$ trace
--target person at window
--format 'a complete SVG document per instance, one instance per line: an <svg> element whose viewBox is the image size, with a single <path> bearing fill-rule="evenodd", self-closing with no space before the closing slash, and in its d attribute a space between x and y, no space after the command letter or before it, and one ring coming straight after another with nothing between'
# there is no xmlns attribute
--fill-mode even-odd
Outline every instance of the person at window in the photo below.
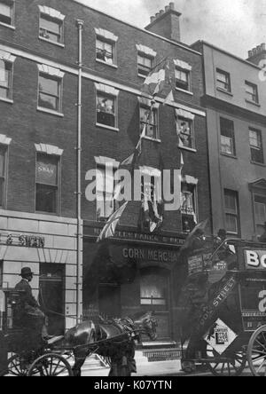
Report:
<svg viewBox="0 0 266 394"><path fill-rule="evenodd" d="M15 286L15 290L21 291L20 303L15 311L16 325L23 328L28 328L29 335L33 333L43 340L50 338L45 325L46 318L40 305L32 294L30 282L34 273L28 267L21 269L20 274L21 280Z"/></svg>
<svg viewBox="0 0 266 394"><path fill-rule="evenodd" d="M191 130L185 122L180 125L180 138L184 146L191 146Z"/></svg>

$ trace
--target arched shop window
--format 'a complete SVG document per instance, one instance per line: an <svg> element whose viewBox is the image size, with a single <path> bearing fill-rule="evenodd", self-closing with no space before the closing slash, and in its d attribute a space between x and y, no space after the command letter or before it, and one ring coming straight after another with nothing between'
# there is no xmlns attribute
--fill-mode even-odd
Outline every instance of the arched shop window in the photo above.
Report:
<svg viewBox="0 0 266 394"><path fill-rule="evenodd" d="M153 268L154 271L154 268ZM157 305L167 307L168 278L151 270L145 271L140 278L141 305Z"/></svg>

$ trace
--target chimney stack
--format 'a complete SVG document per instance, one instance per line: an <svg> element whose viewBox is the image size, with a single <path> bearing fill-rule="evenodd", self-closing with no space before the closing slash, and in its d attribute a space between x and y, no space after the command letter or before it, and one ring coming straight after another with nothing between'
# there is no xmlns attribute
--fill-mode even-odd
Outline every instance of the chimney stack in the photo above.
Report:
<svg viewBox="0 0 266 394"><path fill-rule="evenodd" d="M251 63L260 64L261 60L266 59L266 43L262 43L261 45L257 45L252 50L248 51L248 58L246 60Z"/></svg>
<svg viewBox="0 0 266 394"><path fill-rule="evenodd" d="M180 42L179 18L181 13L175 10L175 3L171 2L151 17L151 22L145 29L161 35L168 40Z"/></svg>

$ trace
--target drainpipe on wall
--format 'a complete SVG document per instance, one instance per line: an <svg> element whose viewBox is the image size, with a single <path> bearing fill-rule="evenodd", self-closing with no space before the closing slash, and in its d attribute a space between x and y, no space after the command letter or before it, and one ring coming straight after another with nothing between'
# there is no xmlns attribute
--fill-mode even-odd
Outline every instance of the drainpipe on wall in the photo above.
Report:
<svg viewBox="0 0 266 394"><path fill-rule="evenodd" d="M76 265L76 322L80 322L82 314L82 29L83 20L76 20L78 28L78 101L77 101L77 265Z"/></svg>

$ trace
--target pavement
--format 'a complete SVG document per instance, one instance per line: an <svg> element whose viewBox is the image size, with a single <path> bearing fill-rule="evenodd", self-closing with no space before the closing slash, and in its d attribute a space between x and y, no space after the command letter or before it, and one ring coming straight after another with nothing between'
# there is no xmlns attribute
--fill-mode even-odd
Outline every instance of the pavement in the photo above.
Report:
<svg viewBox="0 0 266 394"><path fill-rule="evenodd" d="M82 368L82 376L108 376L109 368L102 369L88 369L86 364ZM171 361L154 361L137 364L137 374L132 374L134 376L175 376L177 374L184 374L181 371L180 360Z"/></svg>

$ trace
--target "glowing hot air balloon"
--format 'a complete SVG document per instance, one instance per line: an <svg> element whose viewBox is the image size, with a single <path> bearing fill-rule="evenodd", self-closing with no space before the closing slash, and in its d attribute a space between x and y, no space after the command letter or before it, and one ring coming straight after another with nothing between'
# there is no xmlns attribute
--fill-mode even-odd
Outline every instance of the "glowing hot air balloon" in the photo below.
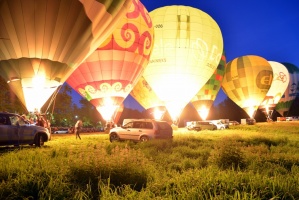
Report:
<svg viewBox="0 0 299 200"><path fill-rule="evenodd" d="M273 79L272 67L260 56L248 55L227 63L222 89L253 118Z"/></svg>
<svg viewBox="0 0 299 200"><path fill-rule="evenodd" d="M225 53L223 52L220 63L214 74L191 100L192 105L203 120L206 120L210 108L213 105L214 100L216 99L216 96L221 88L225 67L226 57Z"/></svg>
<svg viewBox="0 0 299 200"><path fill-rule="evenodd" d="M165 114L164 103L158 98L143 76L140 77L130 95L146 110L152 110L155 119L161 119Z"/></svg>
<svg viewBox="0 0 299 200"><path fill-rule="evenodd" d="M1 0L0 74L38 110L113 31L131 0Z"/></svg>
<svg viewBox="0 0 299 200"><path fill-rule="evenodd" d="M150 12L155 44L143 77L174 122L211 77L222 55L220 28L207 13L189 6Z"/></svg>
<svg viewBox="0 0 299 200"><path fill-rule="evenodd" d="M152 52L153 32L146 8L133 0L113 34L67 80L106 121L142 75Z"/></svg>
<svg viewBox="0 0 299 200"><path fill-rule="evenodd" d="M288 87L290 80L288 69L283 64L274 61L269 61L269 63L273 71L273 81L266 97L259 106L259 109L265 113L267 120L271 120L273 110Z"/></svg>
<svg viewBox="0 0 299 200"><path fill-rule="evenodd" d="M299 97L299 68L291 63L282 64L288 69L290 81L275 110L282 116L287 116L295 98Z"/></svg>

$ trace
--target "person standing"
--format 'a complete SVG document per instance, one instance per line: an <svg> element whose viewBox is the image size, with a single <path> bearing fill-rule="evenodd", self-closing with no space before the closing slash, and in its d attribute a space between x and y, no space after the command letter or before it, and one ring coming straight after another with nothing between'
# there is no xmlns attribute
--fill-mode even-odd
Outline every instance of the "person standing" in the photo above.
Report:
<svg viewBox="0 0 299 200"><path fill-rule="evenodd" d="M79 119L77 122L76 122L76 124L75 124L75 134L76 134L76 139L77 139L77 137L81 140L81 137L80 137L80 131L81 131L81 129L82 129L82 125L83 125L83 123L82 123L82 120L81 119Z"/></svg>

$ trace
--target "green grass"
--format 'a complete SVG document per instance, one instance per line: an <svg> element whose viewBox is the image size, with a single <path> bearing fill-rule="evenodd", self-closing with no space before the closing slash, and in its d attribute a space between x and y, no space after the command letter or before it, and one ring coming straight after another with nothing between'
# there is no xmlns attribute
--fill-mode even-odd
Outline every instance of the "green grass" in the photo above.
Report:
<svg viewBox="0 0 299 200"><path fill-rule="evenodd" d="M299 199L299 122L0 148L0 199Z"/></svg>

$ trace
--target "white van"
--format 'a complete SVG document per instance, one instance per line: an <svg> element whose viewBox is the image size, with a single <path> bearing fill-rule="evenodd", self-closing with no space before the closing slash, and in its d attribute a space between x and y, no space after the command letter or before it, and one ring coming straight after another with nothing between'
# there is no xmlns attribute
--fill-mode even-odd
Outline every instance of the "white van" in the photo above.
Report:
<svg viewBox="0 0 299 200"><path fill-rule="evenodd" d="M208 121L211 122L212 124L216 125L218 130L225 129L225 124L223 124L221 122L221 120L208 120Z"/></svg>

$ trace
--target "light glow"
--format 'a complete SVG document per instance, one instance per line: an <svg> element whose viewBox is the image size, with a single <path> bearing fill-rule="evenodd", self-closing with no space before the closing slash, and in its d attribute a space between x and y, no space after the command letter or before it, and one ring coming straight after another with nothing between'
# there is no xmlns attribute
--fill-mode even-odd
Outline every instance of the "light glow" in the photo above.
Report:
<svg viewBox="0 0 299 200"><path fill-rule="evenodd" d="M199 110L197 110L197 112L202 120L207 119L209 111L210 111L210 109L208 109L206 106L202 106Z"/></svg>
<svg viewBox="0 0 299 200"><path fill-rule="evenodd" d="M118 105L113 104L113 100L109 97L104 98L104 104L97 106L97 110L102 115L105 121L111 121L115 111L118 109Z"/></svg>
<svg viewBox="0 0 299 200"><path fill-rule="evenodd" d="M156 120L161 120L165 113L165 110L160 110L159 108L155 108L153 113L154 113L154 118Z"/></svg>
<svg viewBox="0 0 299 200"><path fill-rule="evenodd" d="M61 84L57 81L46 80L44 75L21 80L25 99L25 106L29 112L40 112L41 107Z"/></svg>
<svg viewBox="0 0 299 200"><path fill-rule="evenodd" d="M176 123L217 68L222 34L211 16L189 6L157 8L150 16L155 42L143 77Z"/></svg>

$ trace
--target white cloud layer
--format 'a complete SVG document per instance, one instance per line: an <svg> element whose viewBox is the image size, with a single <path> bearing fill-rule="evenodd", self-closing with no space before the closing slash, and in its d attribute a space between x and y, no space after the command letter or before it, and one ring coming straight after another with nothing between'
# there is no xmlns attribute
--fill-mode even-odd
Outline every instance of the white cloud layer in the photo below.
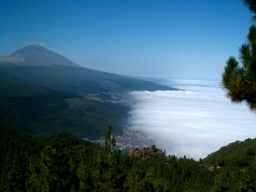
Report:
<svg viewBox="0 0 256 192"><path fill-rule="evenodd" d="M129 128L167 154L198 160L236 140L256 136L256 115L233 104L216 81L174 80L164 84L185 91L133 92Z"/></svg>

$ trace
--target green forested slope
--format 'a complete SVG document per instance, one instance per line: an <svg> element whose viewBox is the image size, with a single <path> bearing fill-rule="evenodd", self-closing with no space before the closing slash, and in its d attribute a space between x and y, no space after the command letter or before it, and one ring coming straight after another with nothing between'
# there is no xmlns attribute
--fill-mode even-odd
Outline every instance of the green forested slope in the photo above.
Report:
<svg viewBox="0 0 256 192"><path fill-rule="evenodd" d="M166 156L154 146L129 155L114 150L109 154L108 148L67 132L34 136L3 126L0 130L0 191L255 190L254 160L245 166L218 167Z"/></svg>
<svg viewBox="0 0 256 192"><path fill-rule="evenodd" d="M33 135L66 131L96 139L113 125L121 132L129 108L74 94L0 79L0 122ZM120 132L119 133L120 133Z"/></svg>

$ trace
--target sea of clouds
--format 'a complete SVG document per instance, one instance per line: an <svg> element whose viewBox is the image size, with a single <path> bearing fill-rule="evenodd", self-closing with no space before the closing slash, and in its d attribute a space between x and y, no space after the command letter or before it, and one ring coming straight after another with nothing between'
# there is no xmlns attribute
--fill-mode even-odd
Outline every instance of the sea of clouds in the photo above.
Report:
<svg viewBox="0 0 256 192"><path fill-rule="evenodd" d="M166 154L198 160L236 140L256 136L256 114L225 96L219 81L172 80L184 90L133 92L129 128Z"/></svg>

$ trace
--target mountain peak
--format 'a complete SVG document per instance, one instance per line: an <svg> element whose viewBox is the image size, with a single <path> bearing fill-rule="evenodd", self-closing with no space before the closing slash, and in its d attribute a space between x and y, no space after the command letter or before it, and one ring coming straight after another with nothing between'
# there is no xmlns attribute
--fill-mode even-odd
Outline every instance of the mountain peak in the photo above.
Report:
<svg viewBox="0 0 256 192"><path fill-rule="evenodd" d="M60 65L80 67L65 57L37 43L22 48L8 56L0 56L0 63L11 63L24 66Z"/></svg>

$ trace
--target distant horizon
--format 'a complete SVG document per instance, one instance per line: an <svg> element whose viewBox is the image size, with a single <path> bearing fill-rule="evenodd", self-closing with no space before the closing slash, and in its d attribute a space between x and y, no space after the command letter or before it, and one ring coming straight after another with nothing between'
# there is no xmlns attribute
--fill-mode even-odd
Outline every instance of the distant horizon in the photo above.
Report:
<svg viewBox="0 0 256 192"><path fill-rule="evenodd" d="M107 72L219 79L252 15L238 0L1 1L0 55L36 43Z"/></svg>

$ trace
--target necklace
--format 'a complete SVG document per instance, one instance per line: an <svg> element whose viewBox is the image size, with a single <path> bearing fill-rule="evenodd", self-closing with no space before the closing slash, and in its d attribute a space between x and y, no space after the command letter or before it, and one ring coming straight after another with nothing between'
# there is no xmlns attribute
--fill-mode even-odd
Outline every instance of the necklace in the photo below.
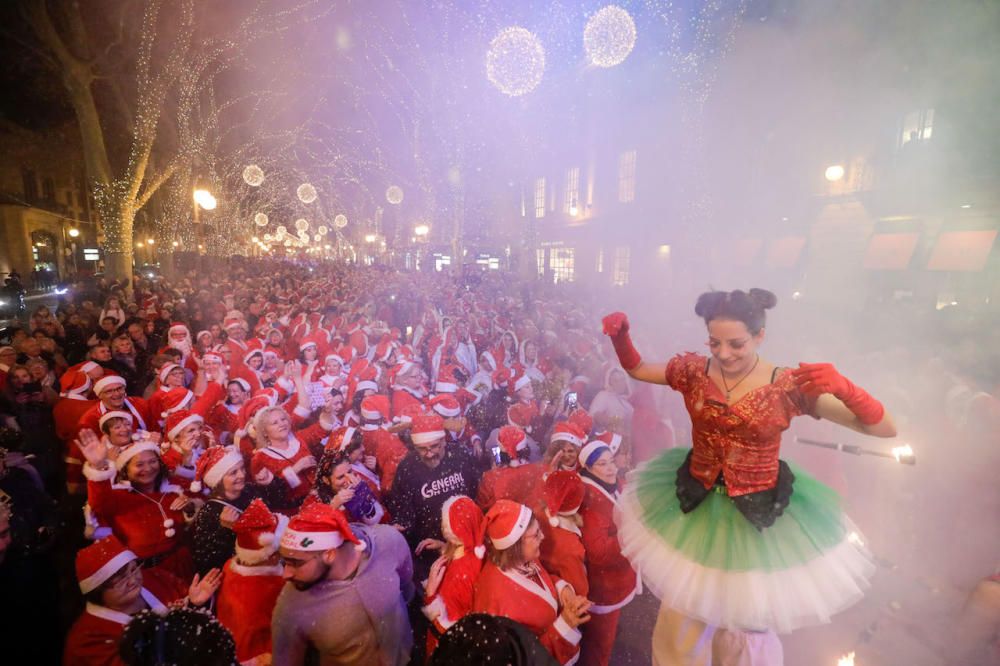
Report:
<svg viewBox="0 0 1000 666"><path fill-rule="evenodd" d="M760 363L760 354L757 354L757 360L753 362L753 367L747 370L747 374L740 377L740 380L732 386L729 386L729 384L726 383L726 373L722 371L721 367L719 368L719 376L722 377L722 385L726 388L726 402L729 402L729 396L733 392L733 389L742 384L743 380L749 377L750 374L757 369L758 363Z"/></svg>

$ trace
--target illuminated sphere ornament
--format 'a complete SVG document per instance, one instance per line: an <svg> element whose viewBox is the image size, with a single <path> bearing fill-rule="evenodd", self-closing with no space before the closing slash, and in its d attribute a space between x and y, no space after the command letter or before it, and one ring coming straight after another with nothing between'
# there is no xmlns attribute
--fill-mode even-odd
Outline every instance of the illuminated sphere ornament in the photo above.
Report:
<svg viewBox="0 0 1000 666"><path fill-rule="evenodd" d="M251 164L243 169L243 180L251 187L260 187L264 182L264 170L256 164Z"/></svg>
<svg viewBox="0 0 1000 666"><path fill-rule="evenodd" d="M399 185L390 185L385 191L385 200L394 206L403 203L403 188Z"/></svg>
<svg viewBox="0 0 1000 666"><path fill-rule="evenodd" d="M486 52L486 76L497 90L511 97L526 95L542 82L545 49L530 30L504 28Z"/></svg>
<svg viewBox="0 0 1000 666"><path fill-rule="evenodd" d="M298 195L299 201L302 203L312 203L316 201L316 188L309 183L302 183L299 188L295 190L295 194Z"/></svg>
<svg viewBox="0 0 1000 666"><path fill-rule="evenodd" d="M598 10L583 29L587 60L598 67L620 65L635 46L635 21L618 5Z"/></svg>

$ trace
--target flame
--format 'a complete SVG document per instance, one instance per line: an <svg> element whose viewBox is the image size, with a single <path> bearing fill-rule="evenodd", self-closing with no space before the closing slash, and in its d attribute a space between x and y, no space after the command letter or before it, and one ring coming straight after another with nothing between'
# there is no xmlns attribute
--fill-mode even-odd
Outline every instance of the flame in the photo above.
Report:
<svg viewBox="0 0 1000 666"><path fill-rule="evenodd" d="M899 462L899 459L903 458L904 456L907 458L912 457L913 449L910 448L909 444L906 444L904 446L894 446L892 447L892 455L895 456L896 462Z"/></svg>

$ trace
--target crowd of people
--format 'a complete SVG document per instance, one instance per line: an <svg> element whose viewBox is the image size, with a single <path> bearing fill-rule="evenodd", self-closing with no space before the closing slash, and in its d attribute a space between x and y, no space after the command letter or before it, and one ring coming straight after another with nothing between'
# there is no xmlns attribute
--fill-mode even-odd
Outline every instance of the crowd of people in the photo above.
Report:
<svg viewBox="0 0 1000 666"><path fill-rule="evenodd" d="M5 656L609 664L645 580L645 659L779 664L773 632L873 570L839 466L779 461L781 433L896 429L833 366L761 358L773 305L704 294L710 353L660 363L510 274L234 260L72 290L0 347L0 626L37 637Z"/></svg>
<svg viewBox="0 0 1000 666"><path fill-rule="evenodd" d="M384 267L131 286L39 307L0 348L0 576L27 599L4 619L47 627L35 658L138 659L137 619L208 617L240 663L458 663L501 636L609 663L640 588L613 521L629 442L669 430L599 313Z"/></svg>

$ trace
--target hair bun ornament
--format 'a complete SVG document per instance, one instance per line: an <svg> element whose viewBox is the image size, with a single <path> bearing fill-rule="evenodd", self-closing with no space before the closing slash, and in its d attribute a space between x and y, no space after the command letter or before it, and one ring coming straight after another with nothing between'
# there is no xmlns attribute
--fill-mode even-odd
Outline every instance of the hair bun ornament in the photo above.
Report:
<svg viewBox="0 0 1000 666"><path fill-rule="evenodd" d="M754 287L750 290L749 296L750 300L753 301L757 307L763 310L770 310L778 304L778 297L767 289L758 289Z"/></svg>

● REQUIREMENT:
Find every line in the data above that contains the word "flame", and copy each of those lines.

● FINISHED EXERCISE:
--target flame
Outline every instance of the flame in the photo above.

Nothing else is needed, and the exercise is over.